- PROBLEM TO WORK ON -
Can you reproduce the entire Zamia lucayana text word for word?

Zamia lucayana
- Conservation status: Critically Endangered (IUCN 3.1)

Scientific classification
- Kingdom: Plantae
- Clade: Embryophytes
- Clade: Tracheophytes
- Clade: Gymnosperms
- Division: Cycadophyta
- Class: Cycadopsida
- Order: Cycadales
- Family: Zamiaceae
- Genus: Zamia
- Species: Z. lucayana
- Binomial name: Zamia lucayana Britton

= Zamia lucayana =

- Genus: Zamia
- Species: lucayana
- Authority: Britton
- Conservation status: CR

Species of cycad

Zamia lucayana is a species of plant in the family Zamiaceae, part of the Zamia pumila species complex. It is endemic to the Bahamas, and is endangered by habitat loss. Z. lucayana is known locally as "bay rush".

== Characteristics ==
All of the known populations of Z. lucayana are in a 6.5 km by 100 m strip of coastal scrub dominated by Coccoloba uvifera (sea grape) on the east coast of Long Island. In the early 2010s Z. lucayana was found in three major populations (240 to 400 adult plants each) at the settlements of Buckley's, Petty's, and Hamilton's, and two minor populations of 10 adult plants at Galloway Landing and 20 adult plants at Mangrove Bush, for a total of about 980 adult plants. The coastal scrub habitat is 1 km2 in area, with the Z. lucayana plants covering just 0.06 km2 of the habitat.

- Text-to-region grounding data -

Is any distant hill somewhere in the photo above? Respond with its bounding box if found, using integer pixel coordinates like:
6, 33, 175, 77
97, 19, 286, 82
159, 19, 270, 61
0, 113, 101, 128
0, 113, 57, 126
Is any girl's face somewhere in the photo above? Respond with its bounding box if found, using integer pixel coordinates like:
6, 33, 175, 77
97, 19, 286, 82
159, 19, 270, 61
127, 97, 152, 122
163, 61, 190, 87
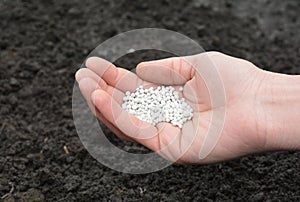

- OUTPUT OF THE EXERCISE -
Zamia lucayana
- Conservation status: Critically Endangered (IUCN 3.1)

Scientific classification
- Kingdom: Plantae
- Clade: Embryophytes
- Clade: Tracheophytes
- Clade: Gymnosperms
- Division: Cycadophyta
- Class: Cycadopsida
- Order: Cycadales
- Family: Zamiaceae
- Genus: Zamia
- Species: Z. lucayana
- Binomial name: Zamia lucayana Britton

= Zamia lucayana =

- Genus: Zamia
- Species: lucayana
- Authority: Britton
- Conservation status: CR

Species of cycad

Zamia lucayana is a species of plant in the family Zamiaceae, part of the Zamia pumila species complex. It is endemic to the Bahamas, and is endangered by habitat loss. Z. lucayana is known locally as "bay rush".

== Characteristics ==
All of the known populations of Z. lucayana are in a 6.5 km by 100 m strip of coastal scrub dominated by Coccoloba uvifera (sea grape) on the east coast of Long Island. In the early 2010s Z. lucayana was found in three major populations (240 to 400 adult plants each) at the settlements of Buckley's, Petty's, and Hamilton's, and two minor populations of 10 adult plants at Galloway Landing and 20 adult plants at Mangrove Bush, for a total of about 980 adult plants. The coastal scrub habitat is 1 km2 in area, with the Z. lucayana plants covering just 0.06 km2 of the habitat.